§ TASK STATEMENT:
Copy out, exactly as written, only the line containing "of the cove" and the lines after it through the end of the records.
(Beginning of AVAILABLE RECORDS)
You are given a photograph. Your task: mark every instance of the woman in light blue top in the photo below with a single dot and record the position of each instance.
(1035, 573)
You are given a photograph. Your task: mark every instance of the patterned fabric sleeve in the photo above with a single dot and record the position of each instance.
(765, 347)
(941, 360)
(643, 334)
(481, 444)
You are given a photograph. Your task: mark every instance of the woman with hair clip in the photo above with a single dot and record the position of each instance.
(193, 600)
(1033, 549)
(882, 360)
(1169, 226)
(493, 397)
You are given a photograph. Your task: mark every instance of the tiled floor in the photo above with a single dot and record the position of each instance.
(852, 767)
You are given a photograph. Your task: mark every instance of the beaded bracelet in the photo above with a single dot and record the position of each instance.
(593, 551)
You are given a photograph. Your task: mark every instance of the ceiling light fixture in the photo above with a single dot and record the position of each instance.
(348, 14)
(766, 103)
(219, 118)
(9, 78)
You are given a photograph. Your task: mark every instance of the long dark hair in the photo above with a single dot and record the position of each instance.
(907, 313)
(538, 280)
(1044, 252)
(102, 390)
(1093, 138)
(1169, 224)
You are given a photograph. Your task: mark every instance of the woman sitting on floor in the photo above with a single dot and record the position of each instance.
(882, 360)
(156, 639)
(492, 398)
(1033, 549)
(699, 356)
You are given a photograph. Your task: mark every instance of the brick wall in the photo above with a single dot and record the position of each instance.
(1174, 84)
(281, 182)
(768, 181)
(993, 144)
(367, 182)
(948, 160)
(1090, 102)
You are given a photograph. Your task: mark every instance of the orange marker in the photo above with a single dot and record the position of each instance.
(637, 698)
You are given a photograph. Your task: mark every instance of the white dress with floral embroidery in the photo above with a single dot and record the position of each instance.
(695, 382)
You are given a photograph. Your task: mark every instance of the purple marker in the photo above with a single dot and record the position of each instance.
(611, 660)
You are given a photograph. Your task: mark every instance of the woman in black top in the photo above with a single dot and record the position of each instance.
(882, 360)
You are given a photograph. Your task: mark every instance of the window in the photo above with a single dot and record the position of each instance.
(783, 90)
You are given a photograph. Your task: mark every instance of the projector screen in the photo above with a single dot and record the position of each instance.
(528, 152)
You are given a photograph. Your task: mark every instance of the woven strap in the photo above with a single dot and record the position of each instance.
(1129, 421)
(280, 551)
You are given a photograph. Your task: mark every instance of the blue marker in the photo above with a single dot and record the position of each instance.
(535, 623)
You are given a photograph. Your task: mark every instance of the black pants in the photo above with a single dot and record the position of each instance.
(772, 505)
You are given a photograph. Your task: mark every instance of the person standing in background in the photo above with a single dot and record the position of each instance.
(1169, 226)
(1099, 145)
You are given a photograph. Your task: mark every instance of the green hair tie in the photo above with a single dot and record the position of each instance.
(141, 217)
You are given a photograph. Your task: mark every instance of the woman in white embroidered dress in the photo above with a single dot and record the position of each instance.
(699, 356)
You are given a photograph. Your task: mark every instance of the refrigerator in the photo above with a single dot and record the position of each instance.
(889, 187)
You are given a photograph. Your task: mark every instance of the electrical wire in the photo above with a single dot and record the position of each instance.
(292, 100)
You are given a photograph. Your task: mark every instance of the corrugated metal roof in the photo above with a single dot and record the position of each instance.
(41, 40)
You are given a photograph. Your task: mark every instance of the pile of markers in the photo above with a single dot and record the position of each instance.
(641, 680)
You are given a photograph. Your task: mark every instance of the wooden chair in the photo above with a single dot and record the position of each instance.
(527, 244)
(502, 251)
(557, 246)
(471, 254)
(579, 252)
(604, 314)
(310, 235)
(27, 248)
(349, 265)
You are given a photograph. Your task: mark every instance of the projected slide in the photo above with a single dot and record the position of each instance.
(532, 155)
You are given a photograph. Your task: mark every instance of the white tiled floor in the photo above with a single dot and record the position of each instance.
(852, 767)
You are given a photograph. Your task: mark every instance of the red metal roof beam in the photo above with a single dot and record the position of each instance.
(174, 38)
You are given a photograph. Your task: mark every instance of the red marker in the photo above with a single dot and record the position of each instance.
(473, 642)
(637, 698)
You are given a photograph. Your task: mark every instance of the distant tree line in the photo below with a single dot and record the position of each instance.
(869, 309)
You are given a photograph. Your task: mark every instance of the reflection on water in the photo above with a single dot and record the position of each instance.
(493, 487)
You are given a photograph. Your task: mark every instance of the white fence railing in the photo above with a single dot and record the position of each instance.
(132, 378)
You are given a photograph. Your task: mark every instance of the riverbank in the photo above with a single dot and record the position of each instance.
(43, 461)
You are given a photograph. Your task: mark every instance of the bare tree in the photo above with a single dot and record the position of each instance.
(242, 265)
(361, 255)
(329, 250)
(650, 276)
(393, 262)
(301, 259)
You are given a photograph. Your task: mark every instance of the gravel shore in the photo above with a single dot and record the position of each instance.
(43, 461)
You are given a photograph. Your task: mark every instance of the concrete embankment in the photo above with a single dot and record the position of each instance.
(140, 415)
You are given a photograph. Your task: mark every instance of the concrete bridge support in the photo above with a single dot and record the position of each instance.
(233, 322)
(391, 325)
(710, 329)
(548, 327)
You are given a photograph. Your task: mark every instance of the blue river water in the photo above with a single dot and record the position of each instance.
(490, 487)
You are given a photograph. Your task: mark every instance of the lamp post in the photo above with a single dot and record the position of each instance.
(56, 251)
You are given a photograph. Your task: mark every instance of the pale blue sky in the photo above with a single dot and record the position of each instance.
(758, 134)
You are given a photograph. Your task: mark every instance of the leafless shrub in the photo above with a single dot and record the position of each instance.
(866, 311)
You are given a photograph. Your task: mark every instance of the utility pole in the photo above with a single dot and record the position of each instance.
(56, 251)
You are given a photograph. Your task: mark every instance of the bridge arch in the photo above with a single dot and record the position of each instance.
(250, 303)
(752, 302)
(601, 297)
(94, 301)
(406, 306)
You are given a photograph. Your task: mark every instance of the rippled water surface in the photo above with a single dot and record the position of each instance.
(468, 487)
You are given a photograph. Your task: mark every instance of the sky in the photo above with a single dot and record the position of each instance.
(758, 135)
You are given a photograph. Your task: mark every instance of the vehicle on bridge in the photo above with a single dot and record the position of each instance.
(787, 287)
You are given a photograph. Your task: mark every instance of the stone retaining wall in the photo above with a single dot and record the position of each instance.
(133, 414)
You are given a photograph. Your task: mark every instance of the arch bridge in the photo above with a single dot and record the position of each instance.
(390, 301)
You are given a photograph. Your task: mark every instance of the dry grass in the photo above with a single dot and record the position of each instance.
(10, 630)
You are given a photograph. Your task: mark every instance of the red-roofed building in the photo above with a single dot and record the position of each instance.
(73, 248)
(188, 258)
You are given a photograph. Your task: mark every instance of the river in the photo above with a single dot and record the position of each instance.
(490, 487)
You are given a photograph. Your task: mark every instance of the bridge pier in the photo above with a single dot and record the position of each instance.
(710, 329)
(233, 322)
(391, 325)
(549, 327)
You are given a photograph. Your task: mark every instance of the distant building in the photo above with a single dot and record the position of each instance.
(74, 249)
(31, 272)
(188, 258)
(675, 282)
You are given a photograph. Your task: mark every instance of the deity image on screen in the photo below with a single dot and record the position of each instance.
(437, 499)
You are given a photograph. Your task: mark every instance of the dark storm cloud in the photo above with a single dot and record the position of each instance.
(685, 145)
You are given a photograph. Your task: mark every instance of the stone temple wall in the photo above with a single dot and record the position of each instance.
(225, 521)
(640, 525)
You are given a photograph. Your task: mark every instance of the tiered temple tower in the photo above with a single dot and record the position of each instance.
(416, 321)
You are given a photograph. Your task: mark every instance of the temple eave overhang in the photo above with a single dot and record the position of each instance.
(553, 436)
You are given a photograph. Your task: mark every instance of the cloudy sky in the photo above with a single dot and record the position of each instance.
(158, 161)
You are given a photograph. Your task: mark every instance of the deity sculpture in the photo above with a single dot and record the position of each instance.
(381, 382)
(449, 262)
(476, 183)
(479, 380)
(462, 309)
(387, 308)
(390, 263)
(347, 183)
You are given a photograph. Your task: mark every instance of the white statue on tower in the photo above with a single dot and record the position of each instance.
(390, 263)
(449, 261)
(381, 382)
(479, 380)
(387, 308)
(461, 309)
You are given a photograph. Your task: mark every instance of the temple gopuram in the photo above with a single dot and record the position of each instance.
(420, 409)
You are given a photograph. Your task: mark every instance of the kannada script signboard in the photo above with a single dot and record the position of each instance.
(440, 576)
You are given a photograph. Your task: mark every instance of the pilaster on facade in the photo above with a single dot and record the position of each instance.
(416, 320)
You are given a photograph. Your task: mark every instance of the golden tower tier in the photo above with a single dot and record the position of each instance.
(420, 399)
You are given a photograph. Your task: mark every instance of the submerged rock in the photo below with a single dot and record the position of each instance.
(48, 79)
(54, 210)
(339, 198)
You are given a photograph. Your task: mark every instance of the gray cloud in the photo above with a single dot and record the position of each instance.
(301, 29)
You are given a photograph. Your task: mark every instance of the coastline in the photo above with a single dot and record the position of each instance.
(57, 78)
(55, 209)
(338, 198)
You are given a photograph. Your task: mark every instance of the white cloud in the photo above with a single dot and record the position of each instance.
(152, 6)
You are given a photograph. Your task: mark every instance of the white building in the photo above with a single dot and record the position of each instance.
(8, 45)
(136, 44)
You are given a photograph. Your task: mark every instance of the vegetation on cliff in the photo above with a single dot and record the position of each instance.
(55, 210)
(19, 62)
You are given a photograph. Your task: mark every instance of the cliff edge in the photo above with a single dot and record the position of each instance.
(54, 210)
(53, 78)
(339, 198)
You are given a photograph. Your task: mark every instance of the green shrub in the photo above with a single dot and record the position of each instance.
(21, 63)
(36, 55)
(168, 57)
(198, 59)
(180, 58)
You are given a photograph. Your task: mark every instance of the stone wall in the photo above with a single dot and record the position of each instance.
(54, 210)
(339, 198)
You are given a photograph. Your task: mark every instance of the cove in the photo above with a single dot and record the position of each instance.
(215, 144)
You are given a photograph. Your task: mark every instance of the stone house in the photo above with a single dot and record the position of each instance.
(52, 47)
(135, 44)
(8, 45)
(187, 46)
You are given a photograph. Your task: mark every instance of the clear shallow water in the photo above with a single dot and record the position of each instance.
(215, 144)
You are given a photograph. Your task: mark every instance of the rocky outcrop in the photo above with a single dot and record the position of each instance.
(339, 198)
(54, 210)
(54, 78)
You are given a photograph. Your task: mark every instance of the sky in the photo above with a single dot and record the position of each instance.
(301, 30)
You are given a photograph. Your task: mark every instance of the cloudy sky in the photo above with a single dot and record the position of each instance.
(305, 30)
(End of AVAILABLE RECORDS)
§ SOLVED EXERCISE:
You are given a photograph. Your task: mark every instance of the cove in the photo above with a single dot and record the position of each instance.
(215, 144)
You are given a photograph. Your task: mark every instance of the stone house in the photo above with a single dot and record the position of each instance.
(52, 47)
(135, 44)
(8, 45)
(187, 46)
You are given a photograph. Your task: mark every instance of the clear shallow water in the photo above with a single dot and record the position of each instance.
(215, 144)
You are given a photograph. Your task: mark every instance of the rocky outcrop in the photo above with a single dot and record the position of each instance.
(339, 198)
(54, 210)
(54, 78)
You are given a photograph. Your task: mark every instance of the sky in the photo above with a single dot and record the position of each instance.
(301, 30)
You are given a photograph. Your task: mark every instance of the cloudy sky in the photo above with a single dot and record the position of each instance.
(305, 30)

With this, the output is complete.